STATED GOAL:
Reproduce the records below with every occurrence of "keypoint" changed to "marker", leaving everything else as it stands. Omit the pictures from your answer.

DATA PROVIDED:

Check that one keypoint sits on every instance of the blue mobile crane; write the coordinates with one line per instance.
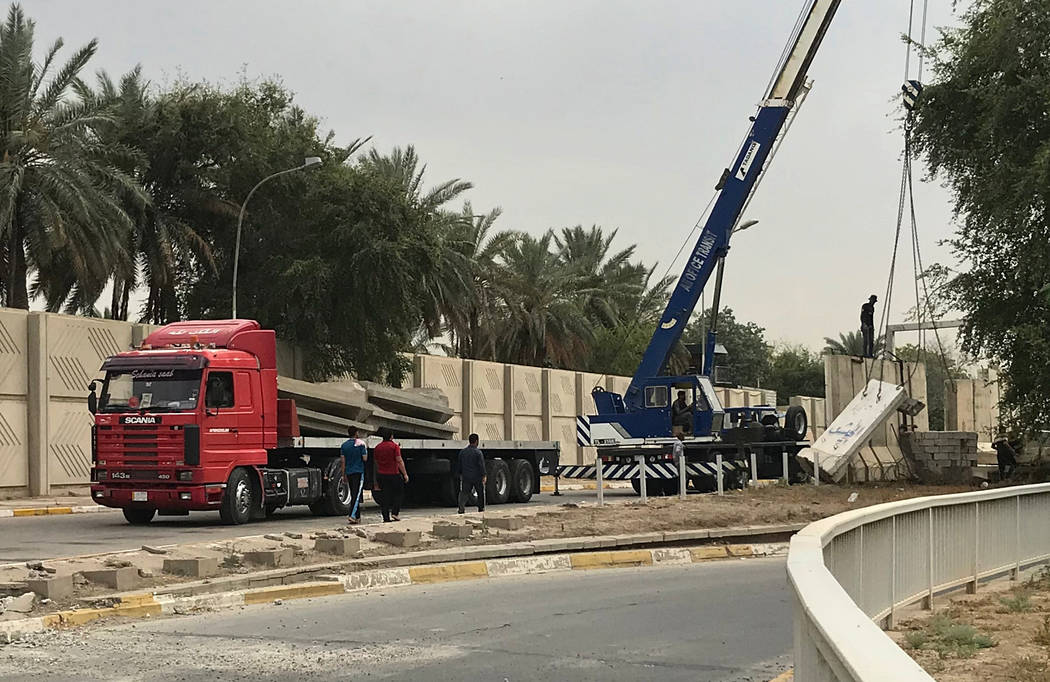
(645, 420)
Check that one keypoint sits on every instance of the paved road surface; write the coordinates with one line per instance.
(46, 537)
(725, 620)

ANSWER TO THE EXERCISE:
Check that one marker sits on every instance of the blue mobile crane; write the coordinates with one line per instance.
(645, 420)
Check that one marker sits on every instance of the paved road surface; write the coordinates with one line per instance.
(46, 537)
(725, 620)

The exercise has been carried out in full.